-- Begin PASSAGE PROVIDED --

This topic guides administrators in how to tune a Packet Decoder specifically for high speed packet capture using NetWitness Suite 11.0. This applies when capturing packets on a 10G interface card. Packet capture at high speeds requires careful configuration and pushes the Decoder hardware to its limits, so please read this entire topic when implementing a 10G capture solution.
RSA NetWitness Suite provides support for high-speed collection on the Decoder. You can capture network packet data from higher speed networks and optimize your Packet Decoder to capture network traffic up to 8Gb/sec sustained and 10Gb/sec burst, depending on which parsers and feeds you have enabled.
Enhancements that facilitate capture in these environments include the following:
- Utilization of the pf_ring capture driver capability to leverage the commodity 10G Intel NIC card for high-speed capture.
- Introduction of assembler.parse.valve configuration, which automatically disables application parsers when certain thresholds are exceeded, to limit risk of packet loss. When the application parsers are disabled, network layer parsers are still active. When stats fall below exceeded thresholds, application parsers are automatically re-enabled.
- A Series 4S or Series 5 Decoder
- An Intel 82599-based ethernet card, such as the Intel x520. All RSA-provided 10G cards meet this requirement. Two examples are:
- All SMC-10GE cards provided by RSA.
- A Dell Network Daughter Card using an Intel controller to provide 10G network interfaces. This is included in all Series 5 hardware.
- For the Series 4S / Dell R620 only: 96 GB of DD3-1600 memory in dual-rank DIMMs. Single-rank DIMMs may decrease performance by as much as 10%. To determine the speed and rank of the installed DIMMs, run this command:
dmidecode -t 17.
- Sufficiently large and fast storage to meet the capture requirement. Storage considerations are covered later in this topic.
- Each Packet Decoder configured with a minimum of 2 DACs or SAN connectivity.
- Dell R620-based systems, such as the Series 4S, must have their BIOS updated to v1.2.6 or later.

-- End PASSAGE PROVIDED --
-- Begin ENTRIES --

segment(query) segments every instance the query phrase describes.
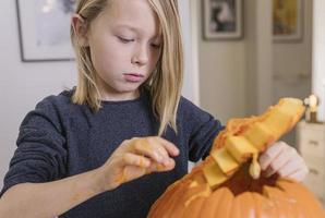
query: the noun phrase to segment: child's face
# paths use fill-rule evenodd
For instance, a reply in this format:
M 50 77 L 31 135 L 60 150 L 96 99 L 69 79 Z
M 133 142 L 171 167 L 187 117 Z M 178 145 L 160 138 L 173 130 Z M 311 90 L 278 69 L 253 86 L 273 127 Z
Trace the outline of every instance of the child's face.
M 160 56 L 159 21 L 147 0 L 115 0 L 91 24 L 88 45 L 101 94 L 137 94 Z

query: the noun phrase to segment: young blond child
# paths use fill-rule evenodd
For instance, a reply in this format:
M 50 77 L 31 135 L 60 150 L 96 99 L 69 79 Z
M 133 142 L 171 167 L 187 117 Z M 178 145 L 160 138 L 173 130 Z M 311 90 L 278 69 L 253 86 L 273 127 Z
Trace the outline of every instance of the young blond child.
M 177 1 L 80 0 L 71 37 L 77 86 L 22 122 L 0 217 L 146 217 L 222 129 L 181 97 Z M 260 162 L 266 177 L 308 172 L 285 143 Z

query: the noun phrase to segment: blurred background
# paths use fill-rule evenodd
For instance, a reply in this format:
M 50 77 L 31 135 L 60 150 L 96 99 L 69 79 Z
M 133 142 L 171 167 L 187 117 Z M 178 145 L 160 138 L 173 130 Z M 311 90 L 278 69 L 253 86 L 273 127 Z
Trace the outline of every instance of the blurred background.
M 23 118 L 44 97 L 76 84 L 67 25 L 73 7 L 74 0 L 0 1 L 1 186 Z M 324 120 L 324 0 L 179 0 L 179 8 L 185 97 L 226 124 L 280 97 L 314 93 Z M 303 122 L 284 138 L 313 168 L 306 183 L 321 199 L 324 135 L 323 124 Z

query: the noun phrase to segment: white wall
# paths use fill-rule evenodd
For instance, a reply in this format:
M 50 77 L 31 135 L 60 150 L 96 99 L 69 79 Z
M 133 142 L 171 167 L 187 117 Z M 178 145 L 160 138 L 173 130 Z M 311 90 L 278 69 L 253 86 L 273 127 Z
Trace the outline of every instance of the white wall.
M 313 93 L 321 97 L 320 120 L 325 121 L 325 1 L 314 0 Z
M 73 62 L 22 63 L 14 0 L 0 12 L 0 186 L 15 149 L 19 125 L 44 97 L 75 84 Z
M 245 112 L 245 41 L 207 41 L 202 37 L 202 1 L 195 1 L 201 107 L 224 123 Z
M 183 95 L 198 102 L 198 82 L 191 63 L 189 2 L 180 1 L 185 41 Z M 23 63 L 20 58 L 16 8 L 14 0 L 1 0 L 0 12 L 0 187 L 15 149 L 19 126 L 28 111 L 48 95 L 57 95 L 76 83 L 74 62 Z M 193 88 L 194 87 L 194 88 Z M 196 87 L 196 88 L 195 88 Z
M 243 3 L 244 36 L 239 40 L 203 40 L 197 16 L 200 101 L 224 123 L 262 112 L 272 104 L 270 3 Z M 202 1 L 196 7 L 202 14 Z
M 302 38 L 274 44 L 274 99 L 291 96 L 305 98 L 311 93 L 313 1 L 303 1 Z

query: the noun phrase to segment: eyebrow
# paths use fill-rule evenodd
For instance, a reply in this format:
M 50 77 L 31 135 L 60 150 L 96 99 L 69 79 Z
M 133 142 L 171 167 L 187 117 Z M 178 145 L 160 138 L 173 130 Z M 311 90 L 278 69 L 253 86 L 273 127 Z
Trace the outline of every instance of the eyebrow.
M 132 32 L 135 32 L 137 34 L 142 34 L 142 32 L 144 32 L 142 28 L 136 28 L 134 26 L 131 26 L 131 25 L 128 25 L 128 24 L 119 24 L 116 26 L 117 28 L 129 28 L 131 29 Z M 153 38 L 157 38 L 157 37 L 161 37 L 161 34 L 158 33 L 156 34 Z

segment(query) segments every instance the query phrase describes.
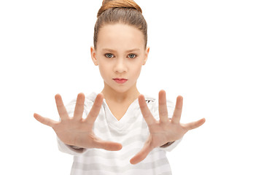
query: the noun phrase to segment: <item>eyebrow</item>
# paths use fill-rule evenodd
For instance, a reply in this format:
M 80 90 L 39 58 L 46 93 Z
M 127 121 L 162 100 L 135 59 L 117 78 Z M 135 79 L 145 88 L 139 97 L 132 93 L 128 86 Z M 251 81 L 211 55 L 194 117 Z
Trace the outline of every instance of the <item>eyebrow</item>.
M 109 52 L 115 52 L 115 50 L 111 50 L 111 49 L 108 49 L 108 48 L 103 49 L 103 50 L 106 50 L 106 51 L 109 51 Z M 139 50 L 140 50 L 140 49 L 132 49 L 132 50 L 126 50 L 126 52 L 131 52 L 139 51 Z

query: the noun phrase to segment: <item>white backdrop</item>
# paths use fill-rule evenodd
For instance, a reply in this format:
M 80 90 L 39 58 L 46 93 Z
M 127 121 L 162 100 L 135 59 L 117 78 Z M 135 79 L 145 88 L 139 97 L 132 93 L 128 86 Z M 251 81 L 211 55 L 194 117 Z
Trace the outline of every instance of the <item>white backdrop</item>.
M 173 174 L 256 174 L 255 1 L 136 1 L 151 48 L 139 90 L 182 95 L 182 122 L 206 119 L 168 153 Z M 57 120 L 56 93 L 102 90 L 90 55 L 101 4 L 0 1 L 0 174 L 69 174 L 72 156 L 33 114 Z

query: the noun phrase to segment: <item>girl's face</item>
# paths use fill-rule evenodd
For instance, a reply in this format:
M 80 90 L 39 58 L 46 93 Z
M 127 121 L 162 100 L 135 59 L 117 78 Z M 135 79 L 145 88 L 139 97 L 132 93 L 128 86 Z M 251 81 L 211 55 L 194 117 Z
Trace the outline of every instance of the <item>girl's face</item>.
M 90 48 L 104 85 L 118 93 L 136 90 L 141 66 L 146 63 L 150 48 L 144 48 L 144 35 L 139 29 L 123 23 L 104 26 L 98 36 L 97 50 Z M 118 83 L 114 79 L 126 79 Z

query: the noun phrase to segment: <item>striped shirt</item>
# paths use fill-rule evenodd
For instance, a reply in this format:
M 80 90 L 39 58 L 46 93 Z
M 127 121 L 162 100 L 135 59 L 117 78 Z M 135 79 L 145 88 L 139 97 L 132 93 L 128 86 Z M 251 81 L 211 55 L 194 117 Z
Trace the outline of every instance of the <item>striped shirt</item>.
M 96 97 L 96 93 L 85 96 L 83 117 L 89 114 Z M 147 106 L 156 120 L 159 120 L 158 100 L 145 96 Z M 69 116 L 73 116 L 76 99 L 66 106 Z M 169 117 L 174 112 L 174 104 L 167 101 Z M 155 148 L 141 162 L 132 165 L 130 160 L 143 147 L 149 136 L 147 122 L 143 118 L 138 98 L 128 107 L 126 113 L 118 121 L 111 112 L 105 99 L 93 125 L 94 133 L 104 140 L 122 144 L 119 151 L 103 149 L 77 149 L 63 143 L 58 138 L 60 151 L 74 155 L 71 175 L 170 175 L 171 167 L 166 155 L 166 151 L 173 149 L 182 140 L 165 147 Z

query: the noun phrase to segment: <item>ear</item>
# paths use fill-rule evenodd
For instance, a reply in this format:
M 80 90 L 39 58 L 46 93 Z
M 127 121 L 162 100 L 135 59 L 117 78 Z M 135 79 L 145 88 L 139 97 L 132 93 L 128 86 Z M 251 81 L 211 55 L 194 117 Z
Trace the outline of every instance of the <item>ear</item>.
M 90 47 L 90 56 L 92 58 L 92 60 L 93 61 L 93 63 L 95 66 L 98 66 L 98 61 L 96 58 L 96 52 L 94 49 L 94 47 Z
M 149 52 L 150 52 L 150 47 L 147 47 L 145 50 L 144 52 L 144 61 L 143 61 L 143 64 L 142 65 L 145 65 L 146 62 L 147 61 L 147 58 L 149 56 Z

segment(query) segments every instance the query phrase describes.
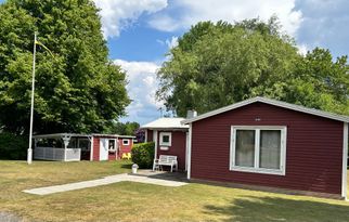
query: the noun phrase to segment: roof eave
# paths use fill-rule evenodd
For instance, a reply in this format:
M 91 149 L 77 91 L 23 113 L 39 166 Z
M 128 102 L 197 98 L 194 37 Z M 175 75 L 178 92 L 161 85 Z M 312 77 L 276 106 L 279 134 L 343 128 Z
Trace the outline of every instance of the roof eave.
M 191 118 L 191 119 L 185 119 L 185 120 L 181 121 L 181 123 L 188 125 L 188 123 L 198 121 L 201 119 L 205 119 L 205 118 L 208 118 L 211 116 L 216 116 L 218 114 L 222 114 L 222 113 L 225 113 L 225 112 L 229 112 L 232 109 L 236 109 L 242 106 L 246 106 L 246 105 L 249 105 L 249 104 L 253 104 L 256 102 L 261 102 L 261 103 L 266 103 L 269 105 L 274 105 L 274 106 L 279 106 L 279 107 L 283 107 L 283 108 L 287 108 L 287 109 L 292 109 L 292 110 L 296 110 L 296 112 L 301 112 L 301 113 L 306 113 L 306 114 L 310 114 L 310 115 L 314 115 L 314 116 L 320 116 L 320 117 L 324 117 L 324 118 L 328 118 L 328 119 L 333 119 L 333 120 L 337 120 L 337 121 L 349 122 L 349 117 L 347 117 L 347 116 L 336 115 L 336 114 L 332 114 L 332 113 L 327 113 L 327 112 L 307 108 L 307 107 L 295 105 L 295 104 L 289 104 L 289 103 L 285 103 L 285 102 L 281 102 L 281 101 L 275 101 L 275 100 L 258 96 L 258 97 L 242 101 L 242 102 L 229 105 L 229 106 L 224 106 L 222 108 L 218 108 L 212 112 L 208 112 L 206 114 L 199 115 L 199 116 Z

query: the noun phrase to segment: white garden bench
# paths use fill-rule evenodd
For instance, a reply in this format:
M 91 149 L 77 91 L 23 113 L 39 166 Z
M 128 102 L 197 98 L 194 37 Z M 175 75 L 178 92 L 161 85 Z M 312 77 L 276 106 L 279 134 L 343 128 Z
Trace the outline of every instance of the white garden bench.
M 170 166 L 171 172 L 173 171 L 173 167 L 178 171 L 177 156 L 160 155 L 158 159 L 154 159 L 153 171 L 163 169 L 163 166 Z

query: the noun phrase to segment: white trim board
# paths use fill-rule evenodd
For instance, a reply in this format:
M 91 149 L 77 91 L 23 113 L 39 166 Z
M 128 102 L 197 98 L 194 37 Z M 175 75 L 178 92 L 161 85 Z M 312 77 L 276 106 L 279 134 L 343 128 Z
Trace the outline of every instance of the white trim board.
M 348 122 L 342 126 L 342 171 L 341 171 L 341 196 L 347 200 L 347 166 L 348 166 Z
M 295 104 L 290 104 L 290 103 L 285 103 L 285 102 L 281 102 L 281 101 L 276 101 L 276 100 L 271 100 L 271 99 L 267 99 L 267 97 L 254 97 L 254 99 L 249 99 L 246 101 L 242 101 L 229 106 L 224 106 L 222 108 L 218 108 L 216 110 L 211 110 L 208 112 L 206 114 L 199 115 L 197 117 L 191 118 L 191 119 L 185 119 L 182 121 L 182 123 L 191 123 L 201 119 L 205 119 L 211 116 L 216 116 L 218 114 L 222 114 L 235 108 L 240 108 L 253 103 L 264 103 L 264 104 L 269 104 L 269 105 L 274 105 L 274 106 L 279 106 L 279 107 L 283 107 L 283 108 L 287 108 L 287 109 L 292 109 L 292 110 L 297 110 L 297 112 L 301 112 L 301 113 L 306 113 L 306 114 L 311 114 L 314 116 L 320 116 L 320 117 L 324 117 L 324 118 L 328 118 L 328 119 L 334 119 L 337 121 L 344 121 L 344 122 L 349 122 L 349 117 L 348 116 L 342 116 L 342 115 L 337 115 L 337 114 L 332 114 L 328 112 L 323 112 L 323 110 L 318 110 L 318 109 L 313 109 L 313 108 L 307 108 L 305 106 L 300 106 L 300 105 L 295 105 Z
M 253 167 L 241 167 L 235 165 L 235 154 L 236 154 L 236 131 L 237 130 L 253 130 L 255 132 L 255 157 Z M 260 154 L 260 131 L 261 130 L 277 130 L 281 132 L 280 141 L 280 169 L 267 169 L 259 167 L 259 154 Z M 286 133 L 287 127 L 285 126 L 231 126 L 231 141 L 230 141 L 230 171 L 242 171 L 242 172 L 253 172 L 253 173 L 266 173 L 266 174 L 286 174 Z

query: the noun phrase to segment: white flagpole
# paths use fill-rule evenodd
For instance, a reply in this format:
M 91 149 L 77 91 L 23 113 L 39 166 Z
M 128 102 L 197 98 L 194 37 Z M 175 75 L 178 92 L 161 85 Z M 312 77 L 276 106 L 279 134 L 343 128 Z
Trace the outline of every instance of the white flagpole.
M 31 106 L 30 106 L 30 129 L 29 129 L 29 148 L 27 153 L 27 162 L 28 165 L 33 161 L 33 149 L 31 149 L 31 140 L 33 140 L 33 114 L 34 114 L 34 91 L 35 91 L 35 56 L 37 52 L 37 31 L 34 32 L 34 52 L 33 52 L 33 79 L 31 79 Z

-- End ENTRIES --

--- WHAT TO WORK ON ---
A - In the passage on 10G packet capture, which BIOS version must Dell R620-based systems such as the Series 4S run?
B - Rewrite the paragraph beginning "RSA NetWitness Suite provides support for high-speed collection" from the passage on 10G packet capture as a brief list of its main facts.
C - According to the passage on 10G packet capture, why does the assembler.parse.valve configuration automatically disable application parsers?

--- PER-TASK OUTPUTS ---
A - v1.2.6 or later.

B -
- RSA NetWitness Suite supports high-speed collection on the Decoder.
- Network packet data can be captured from higher-speed networks.
- A Packet Decoder can be optimized to capture up to 8Gb/sec sustained and 10Gb/sec burst.
- The achievable rate depends on which parsers and feeds are enabled.

C - It disables application parsers when certain thresholds are exceeded in order to limit the risk of packet loss. Network layer parsers stay active while the application parsers are off, and the application parsers are re-enabled once the stats fall back below the exceeded thresholds.